# Comprehensive cover for driving of other cars?



## Bluebean (5 Mar 2007)

hi all, 

Can anyone advise me if Axa are the only company that (with terms & conditions) for the driving of other cars clause will cover you comprehensively?

thanks.


----------



## MichaelBurke (6 Mar 2007)

As far as I'm aware so, but there are restrictions, believe the car can only be 4 years old and only up to a certain cc (I think 2l) and up to  €40k value, but you would need to confirm this.


----------



## LUFC (6 Mar 2007)

Most companies only give TPO extension, first ive heard of anyone giving comp extension


----------



## Megan (6 Mar 2007)

I have comp insurance for driving other cars with Hibernian. I also have open driving on my car for all over 25 years old drivers with full driver's licence.


----------



## LUFC (7 Mar 2007)

Megan, Im with Hibernian also, its definately TPO in respect of driving of other cars so dont be under the false impression that you are covered comp to drive any car.

[broken link removed]

*Driving of other Cars*: We will automatically provide you with third party cover when you drive a car someone else owns, as long as you have a full EU driving licence. This Cover is only available to you, the policyholder, and not to any named drivers on your policy.
• • • •
=== REQUIRED TASKS ===
1: Please answer these questions about the insurance thread:
(a) Which company does Bluebean ask about?
(b) What maximum car value does MichaelBurke mention?
(c) According to the quoted Hibernian wording, who is the cover for driving other cars available to?
2: Resume the insurance thread after its last sentence and carry it on.

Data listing
• • • •
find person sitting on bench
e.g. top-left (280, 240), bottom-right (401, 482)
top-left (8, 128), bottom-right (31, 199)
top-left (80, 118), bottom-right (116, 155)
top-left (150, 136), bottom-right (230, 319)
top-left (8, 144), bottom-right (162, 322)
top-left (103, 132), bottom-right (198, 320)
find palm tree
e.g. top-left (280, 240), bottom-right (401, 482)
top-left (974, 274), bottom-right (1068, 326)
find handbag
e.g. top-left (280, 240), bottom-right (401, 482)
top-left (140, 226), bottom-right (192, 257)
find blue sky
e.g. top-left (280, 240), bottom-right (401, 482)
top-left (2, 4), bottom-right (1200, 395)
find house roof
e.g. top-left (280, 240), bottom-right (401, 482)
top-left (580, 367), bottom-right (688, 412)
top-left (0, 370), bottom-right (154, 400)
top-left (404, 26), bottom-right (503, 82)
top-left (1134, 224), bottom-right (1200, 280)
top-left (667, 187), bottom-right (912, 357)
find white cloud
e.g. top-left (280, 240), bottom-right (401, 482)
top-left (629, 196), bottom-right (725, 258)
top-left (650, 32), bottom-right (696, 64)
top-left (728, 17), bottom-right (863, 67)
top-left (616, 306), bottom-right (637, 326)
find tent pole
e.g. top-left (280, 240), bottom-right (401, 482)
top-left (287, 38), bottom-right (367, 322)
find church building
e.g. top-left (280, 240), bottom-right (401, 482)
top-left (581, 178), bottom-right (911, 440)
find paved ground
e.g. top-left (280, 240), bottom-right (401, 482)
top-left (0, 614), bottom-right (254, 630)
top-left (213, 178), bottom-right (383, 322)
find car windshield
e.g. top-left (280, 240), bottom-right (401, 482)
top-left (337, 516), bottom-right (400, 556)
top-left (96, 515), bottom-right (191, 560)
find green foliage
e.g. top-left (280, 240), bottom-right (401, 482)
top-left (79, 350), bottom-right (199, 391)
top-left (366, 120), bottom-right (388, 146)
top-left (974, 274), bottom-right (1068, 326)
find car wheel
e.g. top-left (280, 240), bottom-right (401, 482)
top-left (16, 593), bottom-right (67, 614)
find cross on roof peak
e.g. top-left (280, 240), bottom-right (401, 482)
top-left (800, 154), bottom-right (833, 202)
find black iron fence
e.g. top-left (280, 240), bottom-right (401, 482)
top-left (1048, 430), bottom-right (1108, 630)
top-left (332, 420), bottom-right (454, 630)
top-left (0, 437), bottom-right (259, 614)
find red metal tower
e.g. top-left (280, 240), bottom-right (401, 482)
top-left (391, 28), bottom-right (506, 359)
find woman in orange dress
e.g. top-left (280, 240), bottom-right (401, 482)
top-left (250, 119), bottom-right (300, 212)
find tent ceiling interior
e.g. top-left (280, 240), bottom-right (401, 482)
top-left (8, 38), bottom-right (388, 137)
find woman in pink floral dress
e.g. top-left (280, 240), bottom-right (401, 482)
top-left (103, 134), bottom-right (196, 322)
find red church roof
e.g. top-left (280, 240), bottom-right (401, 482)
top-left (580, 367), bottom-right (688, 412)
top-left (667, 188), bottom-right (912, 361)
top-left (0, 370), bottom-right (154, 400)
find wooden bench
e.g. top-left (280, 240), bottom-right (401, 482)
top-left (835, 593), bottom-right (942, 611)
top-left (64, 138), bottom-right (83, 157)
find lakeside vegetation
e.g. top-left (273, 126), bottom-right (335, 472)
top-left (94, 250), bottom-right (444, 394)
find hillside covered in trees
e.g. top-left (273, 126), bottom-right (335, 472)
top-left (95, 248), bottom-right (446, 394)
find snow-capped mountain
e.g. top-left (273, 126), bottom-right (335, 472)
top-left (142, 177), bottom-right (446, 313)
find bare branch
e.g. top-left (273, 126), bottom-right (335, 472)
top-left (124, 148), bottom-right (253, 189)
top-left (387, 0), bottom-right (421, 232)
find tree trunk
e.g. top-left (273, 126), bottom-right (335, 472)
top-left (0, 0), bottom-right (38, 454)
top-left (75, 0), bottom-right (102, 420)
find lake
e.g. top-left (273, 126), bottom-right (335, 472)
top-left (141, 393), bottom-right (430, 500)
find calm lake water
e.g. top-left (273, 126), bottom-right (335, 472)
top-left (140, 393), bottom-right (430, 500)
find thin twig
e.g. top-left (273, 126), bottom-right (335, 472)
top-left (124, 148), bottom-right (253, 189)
• • • •
=== RESULTS ===
1:
(a) Axa
(b) €40k
(c) Only the policyholder, not any named drivers on the policy

2:
----------



## Megan (8 Mar 2007)

Thank you LUFC you are right it is third party only. Its the over 25's driving that has comprehensive cover.


----------



## Bluebean (8 Mar 2007)

Axa will cover you comprehensively to drive other cars once you have been with them for 3 years and have no convictions.  There may be an age limit aswell.  However, their doc policy does not cover you to drive your partner/spouse's car - you can drive anyone else's once you have their permission, but not your partner/spouse.  Doesn't make sense to me, that's why I wanted to enquire if any other company would cover you comprehensively to drive other cars in the hope that they would not have this clause.  Apparently Axa are the only company that (with conditions) will cover you comprehensively.

thanks for all answers.


----------



## ailbhe (8 Mar 2007)

I work in a brokers and have never come across comprehensive driving other cars except with Axa. 
A lot of companies exclude your spouse/partners car under the driving other cars clause. However, if you have a full licence, no claims etc and your own insurance it shouldn't cost anything to be a named driver on your partners car and may even bring his premium down as some companies allow discounts if you have your spouse/partner named. Check it out with his company.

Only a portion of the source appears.